**Text excerpt**
BEGIN

The expected frequencies in some of the cells will be < 5.

We can calculate the \(\chi^2\) value with chisq.test() as we did previously:

chisq <- chisq.test(data$econ, data$oecd)
Warning in chisq.test(data$econ, data$oecd): Chi-squared approximation may be
incorrect
chisq

    Pearson's Chi-squared test with Yates' continuity correction

data:  data$econ and data$oecd
X-squared = 7.2727, df = 1, p-value = 0.007001

The output indicates that R automatically calculates ‘Pearson’s Chi-squared test with Yates’ continuity correction’ (see the title of the test). The rest of the output stays the same (which variables have been used, the \(\chi^2\) test statistic, the degrees of freedom and the p-value). However, Yates continuity correction is not our preferred option.

In some instances, R may give you a warning such as “Chi-squared approximation may be incorrect”. This means that the expected values will be very small and therefore the approximations of p may not be right.

Instead, we want to conduct our independence test for a small sample with the Fisher’s exact test. To perform this test in R, use the fisher.test() function as you would do for the Chi-square test:

fisher.t <- fisher.test(data$econ, data$oecd)
fisher.t

    Fisher's Exact Test for Count Data

data:  data$econ and data$oecd
p-value = 0.005477
alternative hypothesis: true odds ratio is not equal to 1
95 percent confidence interval:
 0.0005746857 0.4859089384
sample estimates:
odds ratio 
0.03659475
fisher.test <- fisher.test(

This conducts the Fisher’s exact test and stores the results in an object called fisher.t. You can choose a different name for fisher.t.

fisher.test(data$econ, data$oecd)

We mention the two variables for the function fisher.test().

The output indicates the title of the test, which variables have been used and the p-value. We report the output with a statement about the null hypothesis followed by (p = p-value, Fisher’s exact test)

13.3 Reporting a Chi square test and Fisher’s Exact Test

In a scientific paper, you do not include the output from the statistical program (R, SPSS) but report the results in the text. For this example. we use the following data:

Example output R (do not include the output directly in an academic paper):

chisq <- chisq.test(df$study_choice, df$pet_choice)

chisq

    Pearson's Chi-squared test

data:  df$study_choice and df$pet_choice
X-squared = 124.9, df = 2, p-value < 2.2e-16
Output explanation
  • 124.9 is the observed chi square value (\(\chi^2\)).
  • df is the degrees of freedom (here: 2).
  • the probability of finding the observed (\(\chi^2\), given the null hypothesis (p-value) is given as follows:
    • in R, see p-value < 2.2e-16. 2.2e-16 is the scientific notation of 0.00000000000000022. This means the value is very close to zero. R uses this notation automatically for very small numbers. In these cases, write p < 0.001 in your report.

END

**Saved entries**
BEGIN

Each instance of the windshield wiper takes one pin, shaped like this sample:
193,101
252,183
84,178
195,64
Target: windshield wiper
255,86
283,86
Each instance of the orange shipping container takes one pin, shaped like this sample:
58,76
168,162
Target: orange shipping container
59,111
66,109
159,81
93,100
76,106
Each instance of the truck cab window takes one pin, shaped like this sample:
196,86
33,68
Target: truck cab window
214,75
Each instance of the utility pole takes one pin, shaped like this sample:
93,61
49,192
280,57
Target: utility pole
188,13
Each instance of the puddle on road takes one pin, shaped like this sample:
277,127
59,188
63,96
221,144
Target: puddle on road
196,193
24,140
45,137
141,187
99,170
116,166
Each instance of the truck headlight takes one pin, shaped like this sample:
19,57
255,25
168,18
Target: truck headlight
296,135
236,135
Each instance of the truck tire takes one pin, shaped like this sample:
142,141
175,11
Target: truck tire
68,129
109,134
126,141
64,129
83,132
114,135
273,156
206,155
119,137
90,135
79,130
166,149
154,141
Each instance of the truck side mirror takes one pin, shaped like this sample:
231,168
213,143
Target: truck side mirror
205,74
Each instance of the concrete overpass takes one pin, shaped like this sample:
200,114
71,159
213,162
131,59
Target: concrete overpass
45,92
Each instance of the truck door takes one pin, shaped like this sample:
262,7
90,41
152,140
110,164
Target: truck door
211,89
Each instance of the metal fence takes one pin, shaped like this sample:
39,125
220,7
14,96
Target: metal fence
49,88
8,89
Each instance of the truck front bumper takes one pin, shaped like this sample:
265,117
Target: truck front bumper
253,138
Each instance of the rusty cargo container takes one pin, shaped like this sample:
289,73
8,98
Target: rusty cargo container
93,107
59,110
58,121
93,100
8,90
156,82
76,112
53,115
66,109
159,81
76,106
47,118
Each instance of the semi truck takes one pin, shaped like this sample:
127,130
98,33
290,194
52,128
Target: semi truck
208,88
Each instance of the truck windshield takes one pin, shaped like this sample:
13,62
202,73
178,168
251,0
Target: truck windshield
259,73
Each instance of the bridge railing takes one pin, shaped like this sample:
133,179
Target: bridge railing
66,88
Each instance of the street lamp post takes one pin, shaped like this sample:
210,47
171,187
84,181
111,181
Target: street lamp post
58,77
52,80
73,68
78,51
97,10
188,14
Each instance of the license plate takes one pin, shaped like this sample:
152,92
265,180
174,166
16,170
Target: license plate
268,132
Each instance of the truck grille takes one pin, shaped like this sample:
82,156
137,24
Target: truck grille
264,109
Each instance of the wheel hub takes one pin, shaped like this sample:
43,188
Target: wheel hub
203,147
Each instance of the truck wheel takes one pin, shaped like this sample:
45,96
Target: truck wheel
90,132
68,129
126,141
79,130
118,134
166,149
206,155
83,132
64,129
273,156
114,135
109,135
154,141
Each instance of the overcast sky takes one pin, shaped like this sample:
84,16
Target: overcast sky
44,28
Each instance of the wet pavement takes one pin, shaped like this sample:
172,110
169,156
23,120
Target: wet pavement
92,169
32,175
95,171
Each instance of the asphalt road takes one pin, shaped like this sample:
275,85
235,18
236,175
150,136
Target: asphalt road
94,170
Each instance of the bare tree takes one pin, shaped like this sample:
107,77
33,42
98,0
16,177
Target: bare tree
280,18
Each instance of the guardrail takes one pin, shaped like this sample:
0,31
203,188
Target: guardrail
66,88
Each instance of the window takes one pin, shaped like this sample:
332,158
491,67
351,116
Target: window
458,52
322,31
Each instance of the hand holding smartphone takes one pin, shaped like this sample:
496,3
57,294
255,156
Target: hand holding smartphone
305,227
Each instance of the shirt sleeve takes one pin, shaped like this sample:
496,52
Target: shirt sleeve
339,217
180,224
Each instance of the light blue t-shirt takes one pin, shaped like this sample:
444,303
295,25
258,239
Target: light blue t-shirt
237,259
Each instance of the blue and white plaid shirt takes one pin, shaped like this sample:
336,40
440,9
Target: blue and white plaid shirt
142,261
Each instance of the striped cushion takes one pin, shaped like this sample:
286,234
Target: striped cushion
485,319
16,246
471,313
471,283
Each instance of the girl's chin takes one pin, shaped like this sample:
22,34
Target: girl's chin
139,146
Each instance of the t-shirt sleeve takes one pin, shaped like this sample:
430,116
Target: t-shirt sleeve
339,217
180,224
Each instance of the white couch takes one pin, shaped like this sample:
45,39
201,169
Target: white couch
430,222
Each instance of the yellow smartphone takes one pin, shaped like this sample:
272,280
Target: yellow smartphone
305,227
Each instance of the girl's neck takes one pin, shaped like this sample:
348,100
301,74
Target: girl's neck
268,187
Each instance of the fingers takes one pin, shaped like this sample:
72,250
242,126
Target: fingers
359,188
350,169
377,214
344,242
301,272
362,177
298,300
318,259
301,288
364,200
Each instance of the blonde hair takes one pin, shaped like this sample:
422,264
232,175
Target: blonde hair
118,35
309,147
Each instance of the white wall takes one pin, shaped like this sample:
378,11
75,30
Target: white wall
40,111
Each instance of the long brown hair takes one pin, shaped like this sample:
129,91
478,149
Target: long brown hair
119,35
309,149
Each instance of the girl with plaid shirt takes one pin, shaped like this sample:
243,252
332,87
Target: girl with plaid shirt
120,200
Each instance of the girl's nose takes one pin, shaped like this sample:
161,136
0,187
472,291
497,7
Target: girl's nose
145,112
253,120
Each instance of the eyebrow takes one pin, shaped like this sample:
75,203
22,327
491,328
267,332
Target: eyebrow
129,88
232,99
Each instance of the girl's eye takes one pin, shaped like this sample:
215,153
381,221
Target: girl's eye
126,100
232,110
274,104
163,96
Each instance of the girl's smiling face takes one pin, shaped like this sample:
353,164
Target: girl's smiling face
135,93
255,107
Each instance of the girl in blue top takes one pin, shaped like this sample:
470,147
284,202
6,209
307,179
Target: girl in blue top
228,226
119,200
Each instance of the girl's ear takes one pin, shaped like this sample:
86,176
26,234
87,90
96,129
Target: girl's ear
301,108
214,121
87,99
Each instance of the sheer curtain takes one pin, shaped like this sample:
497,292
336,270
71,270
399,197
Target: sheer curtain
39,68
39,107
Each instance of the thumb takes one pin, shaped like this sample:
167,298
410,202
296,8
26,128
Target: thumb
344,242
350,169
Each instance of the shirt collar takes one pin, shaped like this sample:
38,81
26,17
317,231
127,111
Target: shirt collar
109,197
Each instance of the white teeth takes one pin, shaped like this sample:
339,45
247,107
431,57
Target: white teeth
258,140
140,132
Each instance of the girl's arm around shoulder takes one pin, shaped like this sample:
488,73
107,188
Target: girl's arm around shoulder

END

**Apply what you read**
- a) Write out the excerpt on chi-square and Fisher's exact tests from "chisq <- chisq.test(df$study_choice, df$pet_choice)" up to and including "in your report.".
- b) According to the excerpt on chi-square and Fisher's exact tests, what should you write in a report when R gives the p-value as < 2.2e-16?
This data is not needed.

**Answers by task**
- a)
chisq <- chisq.test(df$study_choice, df$pet_choice)

chisq

    Pearson's Chi-squared test

data:  df$study_choice and df$pet_choice
X-squared = 124.9, df = 2, p-value < 2.2e-16
Output explanation
  • 124.9 is the observed chi square value (\(\chi^2\)).
  • df is the degrees of freedom (here: 2).
  • the probability of finding the observed (\(\chi^2\), given the null hypothesis (p-value) is given as follows:
    • in R, see p-value < 2.2e-16. 2.2e-16 is the scientific notation of 0.00000000000000022. This means the value is very close to zero. R uses this notation automatically for very small numbers. In these cases, write p < 0.001 in your report.

- b) p < 0.001